**Problem requirements**
Reproduce the lines below verbatim, everything from the line containing "I need to find the green potted" down to the line containing "xmin=18 ymin=141 xmax=75 ymax=203", with both of those lines included.
========================================================================
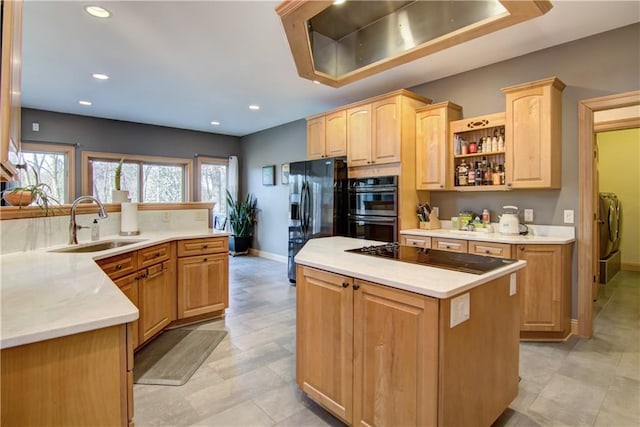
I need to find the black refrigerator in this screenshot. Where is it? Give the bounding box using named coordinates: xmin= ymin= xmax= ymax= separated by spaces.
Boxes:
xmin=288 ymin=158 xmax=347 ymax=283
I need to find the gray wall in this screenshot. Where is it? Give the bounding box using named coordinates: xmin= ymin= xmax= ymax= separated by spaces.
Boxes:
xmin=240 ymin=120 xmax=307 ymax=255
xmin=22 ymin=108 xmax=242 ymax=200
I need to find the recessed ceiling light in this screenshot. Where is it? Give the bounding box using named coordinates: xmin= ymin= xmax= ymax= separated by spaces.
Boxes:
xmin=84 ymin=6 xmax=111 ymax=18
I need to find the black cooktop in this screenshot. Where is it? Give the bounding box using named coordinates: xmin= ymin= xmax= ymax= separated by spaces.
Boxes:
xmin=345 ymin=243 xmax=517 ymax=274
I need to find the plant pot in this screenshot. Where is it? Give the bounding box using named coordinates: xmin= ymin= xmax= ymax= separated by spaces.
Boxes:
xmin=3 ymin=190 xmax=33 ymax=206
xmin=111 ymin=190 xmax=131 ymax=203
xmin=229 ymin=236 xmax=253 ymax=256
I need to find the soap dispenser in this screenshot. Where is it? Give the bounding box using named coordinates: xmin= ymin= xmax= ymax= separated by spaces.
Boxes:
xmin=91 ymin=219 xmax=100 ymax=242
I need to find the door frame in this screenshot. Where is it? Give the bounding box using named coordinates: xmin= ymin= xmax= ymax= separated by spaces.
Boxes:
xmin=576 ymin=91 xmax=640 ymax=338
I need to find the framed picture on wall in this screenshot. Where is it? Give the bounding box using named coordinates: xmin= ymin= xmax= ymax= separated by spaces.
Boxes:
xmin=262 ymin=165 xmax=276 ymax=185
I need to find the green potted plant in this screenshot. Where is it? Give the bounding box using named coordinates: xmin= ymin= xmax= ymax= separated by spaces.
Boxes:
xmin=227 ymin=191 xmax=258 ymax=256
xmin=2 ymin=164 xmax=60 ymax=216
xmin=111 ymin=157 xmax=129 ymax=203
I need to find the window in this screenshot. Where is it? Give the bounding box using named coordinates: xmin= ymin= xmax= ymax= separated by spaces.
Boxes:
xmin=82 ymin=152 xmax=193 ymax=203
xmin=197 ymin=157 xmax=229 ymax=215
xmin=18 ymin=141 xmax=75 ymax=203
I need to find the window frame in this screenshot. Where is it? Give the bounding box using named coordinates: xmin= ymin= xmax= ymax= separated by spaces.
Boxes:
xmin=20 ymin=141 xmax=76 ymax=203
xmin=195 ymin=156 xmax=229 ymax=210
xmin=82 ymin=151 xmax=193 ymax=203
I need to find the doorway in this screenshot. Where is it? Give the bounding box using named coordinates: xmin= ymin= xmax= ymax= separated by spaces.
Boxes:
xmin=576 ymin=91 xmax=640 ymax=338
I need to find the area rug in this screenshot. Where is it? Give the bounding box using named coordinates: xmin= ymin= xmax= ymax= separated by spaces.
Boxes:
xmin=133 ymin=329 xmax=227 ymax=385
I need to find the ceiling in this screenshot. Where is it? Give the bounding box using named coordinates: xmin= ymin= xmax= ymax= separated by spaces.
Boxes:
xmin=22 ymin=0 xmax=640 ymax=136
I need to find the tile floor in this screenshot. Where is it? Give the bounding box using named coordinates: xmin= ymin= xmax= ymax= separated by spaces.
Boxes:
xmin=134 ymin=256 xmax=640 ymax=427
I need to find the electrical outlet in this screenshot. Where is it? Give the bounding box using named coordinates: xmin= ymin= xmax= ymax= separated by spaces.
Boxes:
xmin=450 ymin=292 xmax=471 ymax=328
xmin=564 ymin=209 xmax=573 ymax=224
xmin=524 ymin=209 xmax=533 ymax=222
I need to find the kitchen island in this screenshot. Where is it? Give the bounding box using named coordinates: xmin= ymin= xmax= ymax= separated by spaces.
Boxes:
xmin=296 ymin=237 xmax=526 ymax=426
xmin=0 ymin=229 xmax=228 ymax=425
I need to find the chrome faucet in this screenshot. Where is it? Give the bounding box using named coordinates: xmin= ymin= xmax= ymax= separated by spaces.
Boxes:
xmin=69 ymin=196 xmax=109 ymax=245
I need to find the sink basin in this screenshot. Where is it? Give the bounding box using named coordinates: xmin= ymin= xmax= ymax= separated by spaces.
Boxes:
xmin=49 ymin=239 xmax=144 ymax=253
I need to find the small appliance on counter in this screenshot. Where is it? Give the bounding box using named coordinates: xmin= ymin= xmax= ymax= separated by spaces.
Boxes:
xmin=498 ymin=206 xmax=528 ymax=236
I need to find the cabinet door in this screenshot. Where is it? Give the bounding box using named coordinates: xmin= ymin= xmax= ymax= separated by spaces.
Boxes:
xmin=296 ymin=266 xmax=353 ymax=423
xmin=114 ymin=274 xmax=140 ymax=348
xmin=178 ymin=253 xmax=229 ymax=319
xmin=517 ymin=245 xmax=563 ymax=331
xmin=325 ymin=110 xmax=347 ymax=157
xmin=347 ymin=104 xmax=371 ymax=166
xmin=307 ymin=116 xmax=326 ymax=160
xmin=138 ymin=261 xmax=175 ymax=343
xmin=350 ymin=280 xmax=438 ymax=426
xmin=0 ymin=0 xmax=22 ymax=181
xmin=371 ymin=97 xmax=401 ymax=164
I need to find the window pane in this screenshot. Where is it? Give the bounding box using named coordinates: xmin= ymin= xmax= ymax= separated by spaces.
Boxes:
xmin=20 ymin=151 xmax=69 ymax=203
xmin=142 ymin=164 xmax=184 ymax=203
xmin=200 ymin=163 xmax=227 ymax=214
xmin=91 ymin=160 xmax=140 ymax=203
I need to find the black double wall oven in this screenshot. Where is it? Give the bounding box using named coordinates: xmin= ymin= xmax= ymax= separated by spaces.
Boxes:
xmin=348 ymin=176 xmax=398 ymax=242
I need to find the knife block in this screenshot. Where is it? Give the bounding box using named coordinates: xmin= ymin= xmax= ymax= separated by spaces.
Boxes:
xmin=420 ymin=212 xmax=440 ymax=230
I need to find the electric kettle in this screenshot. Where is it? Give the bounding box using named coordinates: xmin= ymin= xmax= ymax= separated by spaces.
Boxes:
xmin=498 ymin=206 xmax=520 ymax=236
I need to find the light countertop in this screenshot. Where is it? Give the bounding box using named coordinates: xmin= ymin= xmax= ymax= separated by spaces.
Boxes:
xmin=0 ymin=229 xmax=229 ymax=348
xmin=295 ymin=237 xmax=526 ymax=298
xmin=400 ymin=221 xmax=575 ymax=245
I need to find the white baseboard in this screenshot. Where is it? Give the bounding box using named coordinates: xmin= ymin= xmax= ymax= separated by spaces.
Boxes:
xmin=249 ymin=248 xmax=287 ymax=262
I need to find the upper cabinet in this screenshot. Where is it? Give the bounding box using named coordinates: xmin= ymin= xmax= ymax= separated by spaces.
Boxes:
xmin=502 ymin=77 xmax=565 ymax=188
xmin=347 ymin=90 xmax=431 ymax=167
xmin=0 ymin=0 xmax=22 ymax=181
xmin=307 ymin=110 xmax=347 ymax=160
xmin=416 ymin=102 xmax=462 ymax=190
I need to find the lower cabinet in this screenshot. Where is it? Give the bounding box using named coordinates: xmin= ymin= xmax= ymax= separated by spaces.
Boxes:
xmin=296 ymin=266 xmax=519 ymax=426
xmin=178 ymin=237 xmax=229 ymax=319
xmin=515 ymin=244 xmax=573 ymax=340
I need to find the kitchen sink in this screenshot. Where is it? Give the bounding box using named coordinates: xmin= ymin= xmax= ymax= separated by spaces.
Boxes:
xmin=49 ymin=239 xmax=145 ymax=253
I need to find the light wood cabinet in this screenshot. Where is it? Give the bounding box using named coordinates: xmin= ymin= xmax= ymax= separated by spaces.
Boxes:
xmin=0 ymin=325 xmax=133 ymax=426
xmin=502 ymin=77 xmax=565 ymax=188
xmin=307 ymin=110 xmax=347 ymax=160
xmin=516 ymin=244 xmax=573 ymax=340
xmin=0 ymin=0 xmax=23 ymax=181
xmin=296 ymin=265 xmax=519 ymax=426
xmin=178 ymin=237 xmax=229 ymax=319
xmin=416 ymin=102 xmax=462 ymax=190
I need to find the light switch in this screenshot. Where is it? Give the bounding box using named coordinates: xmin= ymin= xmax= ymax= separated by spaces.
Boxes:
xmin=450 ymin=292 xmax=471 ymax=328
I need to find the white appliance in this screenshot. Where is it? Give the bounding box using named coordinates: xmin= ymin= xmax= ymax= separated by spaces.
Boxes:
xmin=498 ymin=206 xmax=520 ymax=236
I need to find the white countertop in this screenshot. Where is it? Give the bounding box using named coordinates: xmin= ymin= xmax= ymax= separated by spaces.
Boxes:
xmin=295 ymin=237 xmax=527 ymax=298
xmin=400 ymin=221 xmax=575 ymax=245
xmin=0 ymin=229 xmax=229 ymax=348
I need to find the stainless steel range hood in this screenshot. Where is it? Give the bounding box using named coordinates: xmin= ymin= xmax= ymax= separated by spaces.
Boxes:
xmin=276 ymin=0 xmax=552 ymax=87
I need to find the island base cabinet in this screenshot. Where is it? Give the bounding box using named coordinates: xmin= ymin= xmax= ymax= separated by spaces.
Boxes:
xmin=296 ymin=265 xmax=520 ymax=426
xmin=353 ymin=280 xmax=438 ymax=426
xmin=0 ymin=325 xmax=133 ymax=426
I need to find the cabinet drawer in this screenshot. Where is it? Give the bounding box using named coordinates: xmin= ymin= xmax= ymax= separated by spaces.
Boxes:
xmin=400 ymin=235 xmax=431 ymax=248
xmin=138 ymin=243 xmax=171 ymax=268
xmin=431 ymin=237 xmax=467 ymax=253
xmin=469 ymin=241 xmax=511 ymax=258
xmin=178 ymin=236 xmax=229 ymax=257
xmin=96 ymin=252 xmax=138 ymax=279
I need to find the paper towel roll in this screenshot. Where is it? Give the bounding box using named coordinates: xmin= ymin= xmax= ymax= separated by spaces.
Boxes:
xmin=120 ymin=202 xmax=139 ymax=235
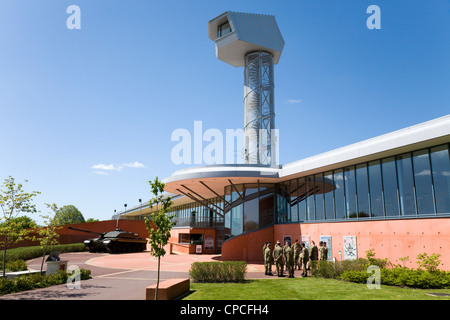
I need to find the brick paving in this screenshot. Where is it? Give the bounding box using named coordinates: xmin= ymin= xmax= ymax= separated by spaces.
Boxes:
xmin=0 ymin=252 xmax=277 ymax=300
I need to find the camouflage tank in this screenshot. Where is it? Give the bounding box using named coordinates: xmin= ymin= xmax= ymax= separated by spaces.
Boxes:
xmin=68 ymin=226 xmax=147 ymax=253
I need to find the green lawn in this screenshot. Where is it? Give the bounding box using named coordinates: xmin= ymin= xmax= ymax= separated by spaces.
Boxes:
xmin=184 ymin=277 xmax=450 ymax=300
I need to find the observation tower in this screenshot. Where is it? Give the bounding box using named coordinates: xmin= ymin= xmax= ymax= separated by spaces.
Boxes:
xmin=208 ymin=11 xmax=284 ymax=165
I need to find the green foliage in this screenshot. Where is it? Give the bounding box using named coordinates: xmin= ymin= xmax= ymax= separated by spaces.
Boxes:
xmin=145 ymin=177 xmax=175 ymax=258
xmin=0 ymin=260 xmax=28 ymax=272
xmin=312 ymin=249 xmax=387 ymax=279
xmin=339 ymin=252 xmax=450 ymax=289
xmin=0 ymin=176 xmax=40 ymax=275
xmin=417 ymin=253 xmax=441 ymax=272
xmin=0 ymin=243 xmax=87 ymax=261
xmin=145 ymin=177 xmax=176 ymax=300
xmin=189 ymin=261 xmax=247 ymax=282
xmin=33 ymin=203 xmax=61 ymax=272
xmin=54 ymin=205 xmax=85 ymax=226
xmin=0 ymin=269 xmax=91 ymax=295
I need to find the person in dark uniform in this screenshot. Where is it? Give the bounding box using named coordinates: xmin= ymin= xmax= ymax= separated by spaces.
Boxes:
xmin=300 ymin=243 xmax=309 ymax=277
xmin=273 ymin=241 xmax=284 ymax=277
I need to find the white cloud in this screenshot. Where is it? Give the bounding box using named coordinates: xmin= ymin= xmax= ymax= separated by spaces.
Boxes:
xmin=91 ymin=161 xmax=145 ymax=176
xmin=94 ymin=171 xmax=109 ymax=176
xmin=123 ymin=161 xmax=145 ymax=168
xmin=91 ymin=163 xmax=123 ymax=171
========================================================================
**Correct output**
I need to find the green potted plant in this screenshot. Where is it? Give the bounding box using named coordinates: xmin= ymin= xmax= ymax= separated by spaces.
Boxes:
xmin=227 ymin=191 xmax=258 ymax=256
xmin=2 ymin=164 xmax=60 ymax=216
xmin=111 ymin=157 xmax=129 ymax=203
I need to find the window in this screenshot. Where is it? Give the bounding box using named coordinates: xmin= ymin= xmax= ymax= separated by spaces.
Boxes:
xmin=82 ymin=152 xmax=193 ymax=203
xmin=197 ymin=157 xmax=229 ymax=215
xmin=18 ymin=141 xmax=75 ymax=203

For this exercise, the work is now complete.